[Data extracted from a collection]
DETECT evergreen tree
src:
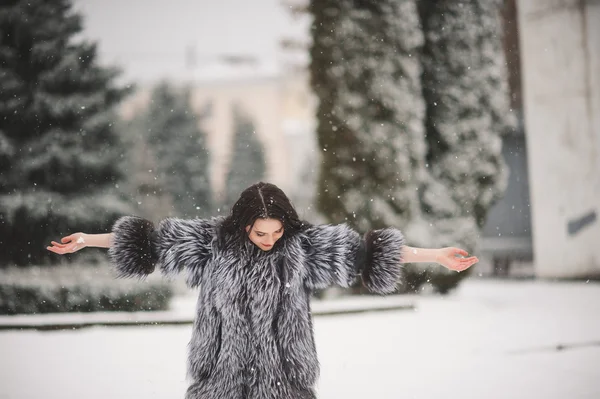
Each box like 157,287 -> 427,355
415,0 -> 514,291
120,117 -> 174,222
0,0 -> 133,266
142,82 -> 212,218
223,105 -> 266,211
308,0 -> 514,294
309,0 -> 427,233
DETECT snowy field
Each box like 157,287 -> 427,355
1,279 -> 599,399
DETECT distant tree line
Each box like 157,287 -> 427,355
125,85 -> 267,224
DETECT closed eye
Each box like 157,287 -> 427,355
255,229 -> 283,237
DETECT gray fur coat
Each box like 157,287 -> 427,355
108,216 -> 405,399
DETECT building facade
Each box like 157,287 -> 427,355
517,0 -> 600,277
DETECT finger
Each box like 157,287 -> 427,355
47,246 -> 66,255
463,259 -> 479,270
454,264 -> 469,272
61,235 -> 74,244
458,256 -> 477,264
454,248 -> 469,257
449,260 -> 463,271
56,245 -> 75,254
51,241 -> 67,248
454,258 -> 477,271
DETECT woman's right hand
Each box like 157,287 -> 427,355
47,233 -> 88,255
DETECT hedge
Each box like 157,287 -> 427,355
0,264 -> 173,315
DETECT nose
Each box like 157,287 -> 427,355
264,235 -> 275,245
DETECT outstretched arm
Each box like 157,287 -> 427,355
302,225 -> 405,294
47,233 -> 113,254
402,246 -> 479,272
47,216 -> 220,286
301,224 -> 479,295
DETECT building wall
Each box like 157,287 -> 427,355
480,0 -> 533,270
279,72 -> 320,218
118,72 -> 317,202
481,133 -> 533,252
188,77 -> 289,199
517,0 -> 600,277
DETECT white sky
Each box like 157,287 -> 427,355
72,0 -> 311,83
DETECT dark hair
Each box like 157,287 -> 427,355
219,182 -> 307,249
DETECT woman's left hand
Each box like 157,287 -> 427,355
436,247 -> 479,272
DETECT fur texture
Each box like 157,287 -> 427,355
108,216 -> 156,278
109,216 -> 405,398
363,228 -> 405,294
301,224 -> 363,290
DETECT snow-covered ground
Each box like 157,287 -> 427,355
1,279 -> 599,399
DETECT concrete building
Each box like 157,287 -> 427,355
517,0 -> 600,278
480,0 -> 534,275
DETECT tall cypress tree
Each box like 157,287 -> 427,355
142,82 -> 212,219
419,0 -> 512,229
415,0 -> 514,290
223,105 -> 266,211
309,0 -> 427,233
0,0 -> 133,266
308,0 -> 514,293
120,117 -> 174,222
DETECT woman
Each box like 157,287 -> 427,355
47,182 -> 478,399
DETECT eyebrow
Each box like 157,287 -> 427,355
254,227 -> 283,234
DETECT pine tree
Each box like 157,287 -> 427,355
120,117 -> 174,222
142,82 -> 212,219
419,0 -> 512,228
415,0 -> 514,292
223,105 -> 266,211
0,0 -> 134,266
309,0 -> 427,233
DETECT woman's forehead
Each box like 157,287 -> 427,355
251,218 -> 283,232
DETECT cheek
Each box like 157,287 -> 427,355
248,234 -> 261,245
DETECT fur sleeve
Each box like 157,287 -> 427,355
362,228 -> 405,294
109,216 -> 157,278
154,217 -> 219,286
109,216 -> 218,286
301,224 -> 405,294
301,224 -> 364,290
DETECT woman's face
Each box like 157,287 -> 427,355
245,218 -> 284,251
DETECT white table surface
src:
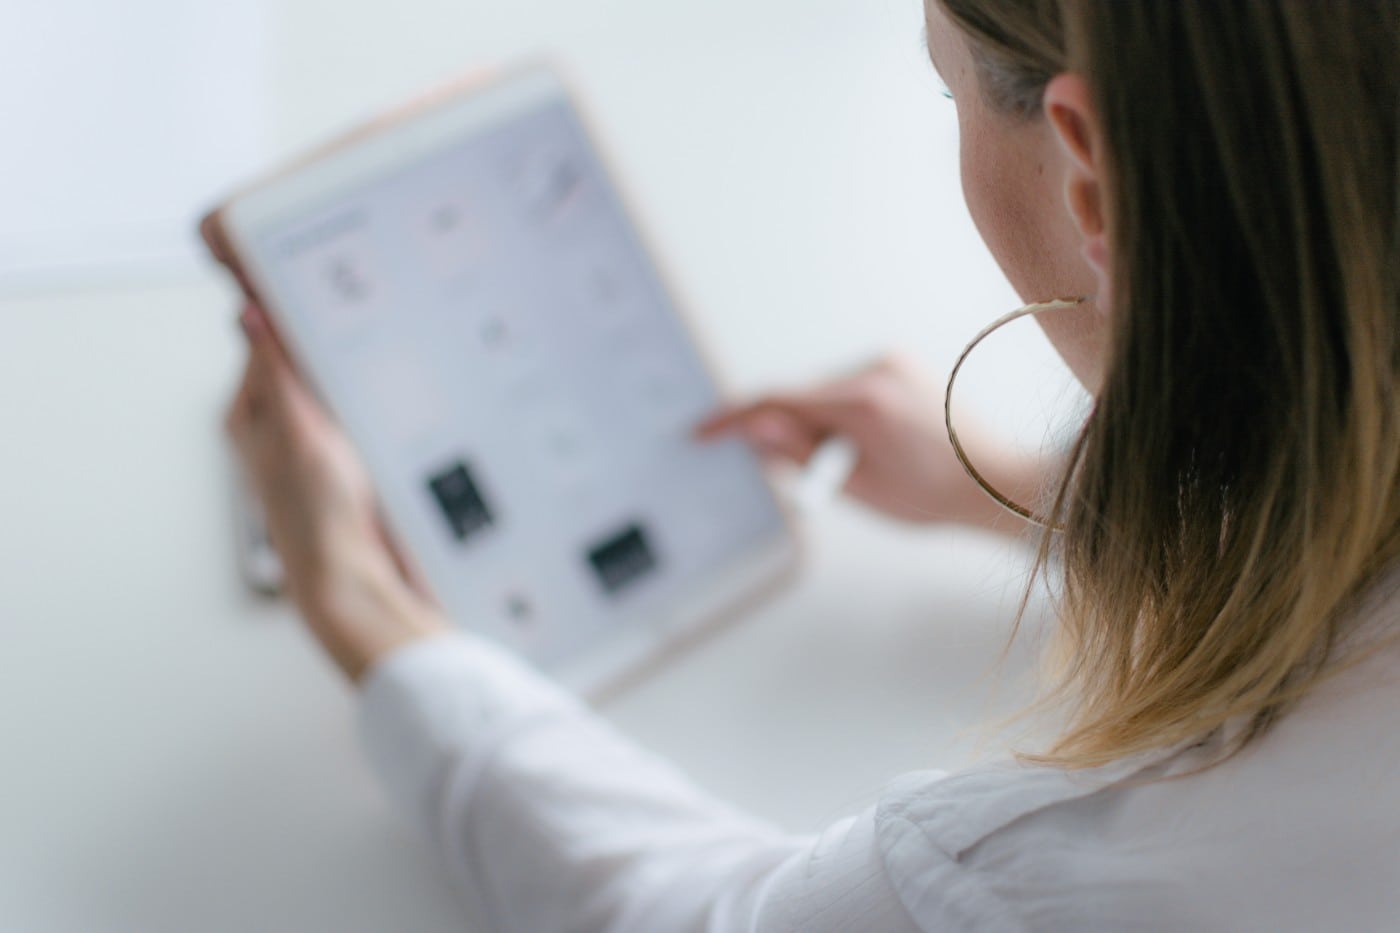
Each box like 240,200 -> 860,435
0,1 -> 1068,929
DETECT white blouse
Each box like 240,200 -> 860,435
357,576 -> 1400,932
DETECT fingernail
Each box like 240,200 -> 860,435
692,418 -> 722,439
240,306 -> 265,342
745,418 -> 790,451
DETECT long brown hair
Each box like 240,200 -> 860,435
940,0 -> 1400,767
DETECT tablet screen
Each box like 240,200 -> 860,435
231,71 -> 790,676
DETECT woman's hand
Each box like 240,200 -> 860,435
698,354 -> 1040,531
225,304 -> 445,682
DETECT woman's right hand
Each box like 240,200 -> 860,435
697,354 -> 1039,531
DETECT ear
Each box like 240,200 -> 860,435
1043,74 -> 1110,284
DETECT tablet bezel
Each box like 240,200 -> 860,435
204,62 -> 802,699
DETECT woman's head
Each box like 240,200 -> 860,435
925,0 -> 1106,387
931,0 -> 1400,767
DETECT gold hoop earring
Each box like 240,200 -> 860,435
944,296 -> 1088,530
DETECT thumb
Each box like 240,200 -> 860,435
242,303 -> 325,429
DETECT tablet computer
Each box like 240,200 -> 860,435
202,63 -> 799,696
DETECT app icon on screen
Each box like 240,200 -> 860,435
417,194 -> 485,280
284,216 -> 384,339
428,460 -> 496,543
586,522 -> 659,595
511,145 -> 587,226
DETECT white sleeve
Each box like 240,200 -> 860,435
357,634 -> 923,933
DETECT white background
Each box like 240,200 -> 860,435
0,0 -> 269,285
0,0 -> 1077,929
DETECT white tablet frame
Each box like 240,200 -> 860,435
205,62 -> 801,699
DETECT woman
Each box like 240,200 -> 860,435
227,0 -> 1400,929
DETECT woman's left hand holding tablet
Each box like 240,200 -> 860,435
226,304 -> 446,683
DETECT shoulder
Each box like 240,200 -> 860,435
872,670 -> 1400,933
867,585 -> 1400,932
871,742 -> 1214,932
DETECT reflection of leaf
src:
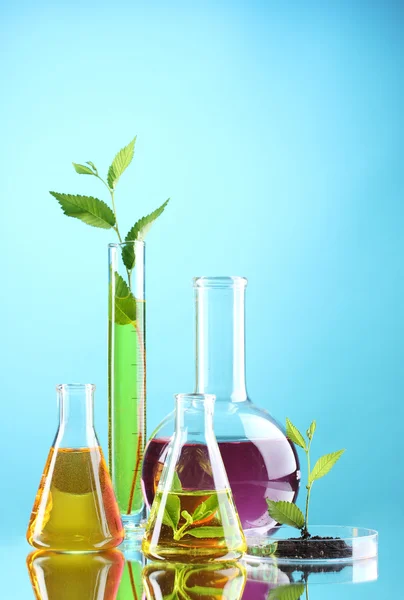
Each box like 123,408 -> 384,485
185,526 -> 224,538
268,583 -> 305,600
192,494 -> 219,522
309,450 -> 345,483
266,500 -> 305,529
286,418 -> 306,450
162,494 -> 180,532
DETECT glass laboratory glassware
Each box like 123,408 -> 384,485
109,241 -> 146,534
27,384 -> 124,552
142,276 -> 300,534
142,393 -> 247,562
27,550 -> 124,600
143,561 -> 246,600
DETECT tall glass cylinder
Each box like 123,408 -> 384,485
108,241 -> 146,532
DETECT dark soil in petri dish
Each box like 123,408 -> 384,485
248,536 -> 352,562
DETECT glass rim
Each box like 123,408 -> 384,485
248,525 -> 378,543
193,276 -> 247,288
56,383 -> 96,392
108,240 -> 145,248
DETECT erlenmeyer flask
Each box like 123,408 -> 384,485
143,561 -> 246,600
27,550 -> 124,600
142,393 -> 247,562
142,277 -> 300,534
27,384 -> 124,552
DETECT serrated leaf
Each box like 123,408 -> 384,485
286,418 -> 306,450
111,272 -> 137,325
107,136 -> 136,189
266,500 -> 305,529
122,198 -> 170,269
268,583 -> 305,600
306,420 -> 316,440
185,526 -> 224,539
309,450 -> 345,483
162,494 -> 180,532
192,494 -> 219,523
50,192 -> 115,229
72,162 -> 95,175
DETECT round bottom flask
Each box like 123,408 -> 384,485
142,277 -> 300,534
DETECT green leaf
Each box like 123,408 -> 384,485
125,198 -> 170,242
86,161 -> 98,172
192,494 -> 219,522
306,420 -> 316,441
181,510 -> 193,525
107,136 -> 136,189
266,500 -> 305,529
172,471 -> 183,492
162,494 -> 180,532
122,198 -> 170,270
309,450 -> 345,483
185,526 -> 224,538
111,272 -> 137,325
72,162 -> 95,175
187,586 -> 233,596
268,583 -> 305,600
50,192 -> 115,229
286,418 -> 307,450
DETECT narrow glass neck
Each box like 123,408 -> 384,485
56,384 -> 96,447
175,394 -> 215,442
194,278 -> 247,402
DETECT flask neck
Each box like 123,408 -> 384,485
56,384 -> 97,448
175,393 -> 215,443
194,277 -> 247,402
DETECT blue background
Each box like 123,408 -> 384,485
0,0 -> 402,595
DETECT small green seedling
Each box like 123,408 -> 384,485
267,418 -> 345,538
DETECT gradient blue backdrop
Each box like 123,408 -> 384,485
0,0 -> 402,595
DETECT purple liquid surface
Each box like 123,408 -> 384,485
142,438 -> 299,531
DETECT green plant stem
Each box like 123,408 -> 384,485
173,521 -> 191,541
96,173 -> 133,287
304,439 -> 312,538
305,581 -> 310,600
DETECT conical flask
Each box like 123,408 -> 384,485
142,393 -> 247,562
27,384 -> 124,552
143,561 -> 246,600
27,550 -> 124,600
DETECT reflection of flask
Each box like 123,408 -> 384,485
27,384 -> 124,551
27,550 -> 124,600
143,561 -> 246,600
117,548 -> 145,600
142,393 -> 247,562
142,277 -> 300,533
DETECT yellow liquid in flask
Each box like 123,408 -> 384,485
27,447 -> 124,552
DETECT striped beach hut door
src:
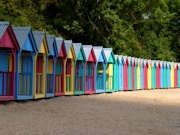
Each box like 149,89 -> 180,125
55,58 -> 63,93
86,62 -> 93,91
66,59 -> 71,92
36,56 -> 43,94
0,51 -> 12,96
46,57 -> 53,94
128,59 -> 132,90
97,62 -> 104,90
75,60 -> 83,92
140,60 -> 144,90
151,61 -> 156,89
18,55 -> 31,95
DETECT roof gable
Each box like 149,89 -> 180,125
103,48 -> 115,63
73,43 -> 86,61
55,37 -> 66,57
46,35 -> 58,57
12,27 -> 37,52
93,46 -> 106,63
64,40 -> 75,59
83,45 -> 96,62
0,21 -> 19,49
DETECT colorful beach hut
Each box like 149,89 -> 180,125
73,43 -> 86,95
93,46 -> 106,93
151,60 -> 156,89
167,62 -> 171,88
46,35 -> 58,97
83,45 -> 96,94
114,55 -> 119,91
93,46 -> 107,93
160,61 -> 164,89
64,40 -> 76,95
131,57 -> 135,90
178,63 -> 180,88
33,31 -> 49,99
163,62 -> 168,88
140,59 -> 144,90
55,37 -> 66,96
0,21 -> 19,101
118,55 -> 124,91
13,27 -> 37,100
122,56 -> 128,90
134,58 -> 138,90
104,48 -> 115,92
127,57 -> 132,90
174,63 -> 178,88
144,60 -> 148,89
156,61 -> 160,89
147,60 -> 152,89
137,58 -> 141,90
170,62 -> 174,88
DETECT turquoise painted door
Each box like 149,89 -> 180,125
128,65 -> 132,90
151,67 -> 156,89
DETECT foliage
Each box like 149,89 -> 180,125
0,0 -> 179,61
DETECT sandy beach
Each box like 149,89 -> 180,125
0,89 -> 180,135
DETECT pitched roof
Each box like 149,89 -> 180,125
64,40 -> 72,55
55,37 -> 64,53
73,43 -> 82,58
82,45 -> 92,60
12,27 -> 31,48
93,46 -> 105,61
114,55 -> 119,63
33,31 -> 46,51
103,48 -> 113,62
0,21 -> 9,39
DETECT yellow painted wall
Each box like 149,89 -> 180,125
106,64 -> 113,89
64,46 -> 75,95
148,65 -> 152,89
47,59 -> 53,74
171,66 -> 174,88
137,66 -> 140,89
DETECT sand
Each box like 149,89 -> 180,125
0,89 -> 180,135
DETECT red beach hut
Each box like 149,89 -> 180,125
144,60 -> 148,89
156,61 -> 160,89
174,63 -> 178,88
123,56 -> 128,90
83,45 -> 96,94
0,21 -> 19,101
55,37 -> 66,96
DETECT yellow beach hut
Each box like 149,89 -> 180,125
147,60 -> 152,89
64,40 -> 76,95
33,31 -> 49,99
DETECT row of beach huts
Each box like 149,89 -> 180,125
0,21 -> 179,101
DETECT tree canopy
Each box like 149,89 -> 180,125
0,0 -> 179,61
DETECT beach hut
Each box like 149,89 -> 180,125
178,63 -> 180,88
46,35 -> 58,98
104,48 -> 115,92
163,62 -> 167,89
122,56 -> 128,90
55,37 -> 66,96
83,45 -> 96,94
137,58 -> 141,90
144,60 -> 148,89
151,60 -> 156,89
140,59 -> 144,90
118,55 -> 124,91
134,58 -> 138,90
33,31 -> 49,99
0,21 -> 19,101
131,57 -> 135,90
93,46 -> 106,93
64,40 -> 76,95
147,60 -> 152,89
73,43 -> 86,95
170,62 -> 174,88
114,55 -> 119,91
174,63 -> 178,88
167,62 -> 171,88
160,61 -> 164,89
13,27 -> 37,100
127,57 -> 132,90
156,61 -> 160,89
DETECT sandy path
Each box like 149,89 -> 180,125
0,89 -> 180,135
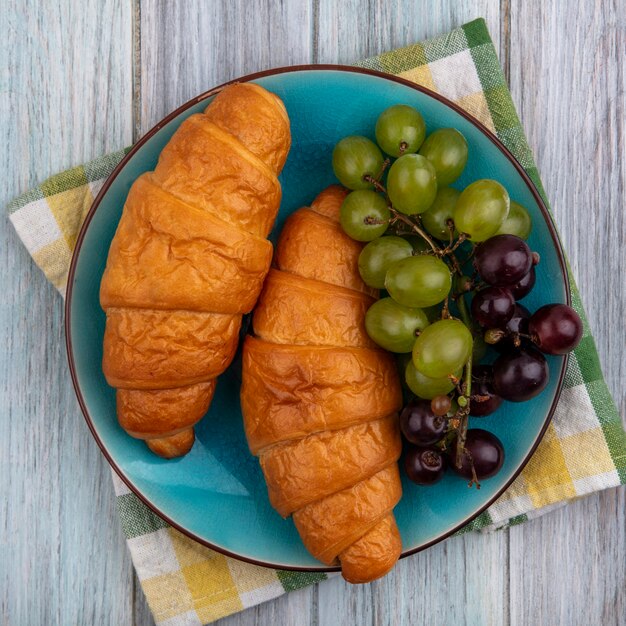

Aim of the exercise:
Your task is to transcribe, exactly and without additions, every line from the one that contains "DETECT beach hut" to the end of the entries above, both included. Omit all pictures.

Reply:
DETECT beach hut
Each box like 149,89 -> 180,125
178,63 -> 180,88
46,35 -> 58,98
104,48 -> 115,92
163,62 -> 167,89
122,56 -> 128,90
55,37 -> 66,96
83,45 -> 96,94
137,58 -> 141,90
144,60 -> 148,89
151,60 -> 156,89
140,59 -> 144,90
118,55 -> 124,91
134,58 -> 138,90
33,31 -> 49,99
0,21 -> 19,101
131,57 -> 135,90
93,46 -> 106,93
64,40 -> 76,95
147,60 -> 152,89
73,43 -> 86,95
170,62 -> 174,88
114,55 -> 119,91
174,63 -> 178,88
167,62 -> 171,88
160,61 -> 164,89
13,27 -> 37,100
127,57 -> 132,90
156,61 -> 160,89
DETECT sandy path
Each box like 149,89 -> 180,125
0,89 -> 180,135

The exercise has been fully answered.